Reproduce every line of the listing below, requests included, multiplying each polygon vertex coordinate in the answers by 2.45 and rounding to the nearest whole number, with halves rounded up. Leave all other numbers, including those in the requests and their format samples, unchanged.

RECORDS FOR THE EXERCISE:

◇ ◇ ◇ ◇

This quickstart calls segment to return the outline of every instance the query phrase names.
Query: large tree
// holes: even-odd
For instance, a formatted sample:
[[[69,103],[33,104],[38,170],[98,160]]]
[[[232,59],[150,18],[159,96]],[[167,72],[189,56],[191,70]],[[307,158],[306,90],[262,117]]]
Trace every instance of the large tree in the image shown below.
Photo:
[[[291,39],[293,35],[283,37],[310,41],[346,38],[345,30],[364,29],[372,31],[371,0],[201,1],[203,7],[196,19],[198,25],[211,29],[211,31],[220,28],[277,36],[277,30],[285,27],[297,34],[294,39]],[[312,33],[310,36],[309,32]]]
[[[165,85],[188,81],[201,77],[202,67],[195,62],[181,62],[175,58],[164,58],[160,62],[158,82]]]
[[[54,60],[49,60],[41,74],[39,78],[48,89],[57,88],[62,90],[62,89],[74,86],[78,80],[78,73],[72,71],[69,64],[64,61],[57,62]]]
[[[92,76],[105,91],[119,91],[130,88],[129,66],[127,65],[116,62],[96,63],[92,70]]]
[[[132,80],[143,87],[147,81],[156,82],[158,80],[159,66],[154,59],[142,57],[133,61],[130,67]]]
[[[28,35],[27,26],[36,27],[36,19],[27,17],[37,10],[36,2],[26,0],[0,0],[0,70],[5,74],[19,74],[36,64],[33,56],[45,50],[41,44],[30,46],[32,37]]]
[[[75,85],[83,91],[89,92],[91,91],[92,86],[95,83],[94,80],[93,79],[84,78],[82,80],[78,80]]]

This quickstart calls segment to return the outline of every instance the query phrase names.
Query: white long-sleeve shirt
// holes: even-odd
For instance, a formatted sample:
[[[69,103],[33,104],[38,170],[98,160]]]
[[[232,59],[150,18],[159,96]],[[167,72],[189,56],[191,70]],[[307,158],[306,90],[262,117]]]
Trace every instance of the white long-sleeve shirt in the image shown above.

◇ ◇ ◇ ◇

OUTPUT FOR THIS TASK:
This quickstart calls segment to return the outline of every instance the query phrase names.
Query: large tree
// holes: even-odd
For instance, a formatted sample:
[[[69,103],[33,104],[38,170],[98,160]]]
[[[232,59],[150,18],[159,96]],[[167,72],[189,56],[191,70]],[[307,158],[306,90],[262,117]]]
Trace every instance of the large tree in the image shown below.
Photo:
[[[713,96],[718,86],[693,91],[760,100],[848,93],[845,74],[892,71],[911,76],[909,0],[492,2],[497,17],[480,47],[485,61],[517,71],[517,76],[539,69],[679,88],[679,74],[698,66],[728,83],[720,96]],[[764,81],[760,88],[757,78]]]
[[[404,208],[461,198],[492,189],[495,164],[478,152],[443,152],[429,142],[402,142],[392,152],[387,201]]]
[[[132,147],[120,147],[100,181],[96,191],[118,218],[140,216],[152,221],[152,218],[181,211],[191,196],[191,179],[176,174],[169,157],[157,149],[140,152]]]
[[[225,186],[257,223],[292,223],[319,216],[316,162],[311,159],[284,152],[235,154],[225,172]]]
[[[323,196],[350,213],[360,198],[382,201],[387,196],[390,162],[377,145],[348,140],[326,149],[319,164]]]
[[[69,86],[66,64],[88,66],[88,47],[66,42],[91,25],[88,5],[64,0],[0,0],[0,172],[12,181],[47,181],[88,157],[81,137],[110,123],[100,108],[74,113],[78,91]]]
[[[184,208],[203,223],[218,225],[223,223],[225,211],[233,203],[230,196],[228,194],[206,191],[201,196],[191,196]]]

This quickstart calls segment to return the outline of every instance the query phrase names.
Query: white long-sleeve shirt
// holes: even-odd
For instance, a formatted sample:
[[[69,103],[33,104],[38,170],[98,160]]]
[[[232,59],[150,18],[159,96]],[[167,72],[189,56],[191,70]],[[307,158],[306,90],[262,117]]]
Trace every instance of the white long-sleeve shirt in the image shown above.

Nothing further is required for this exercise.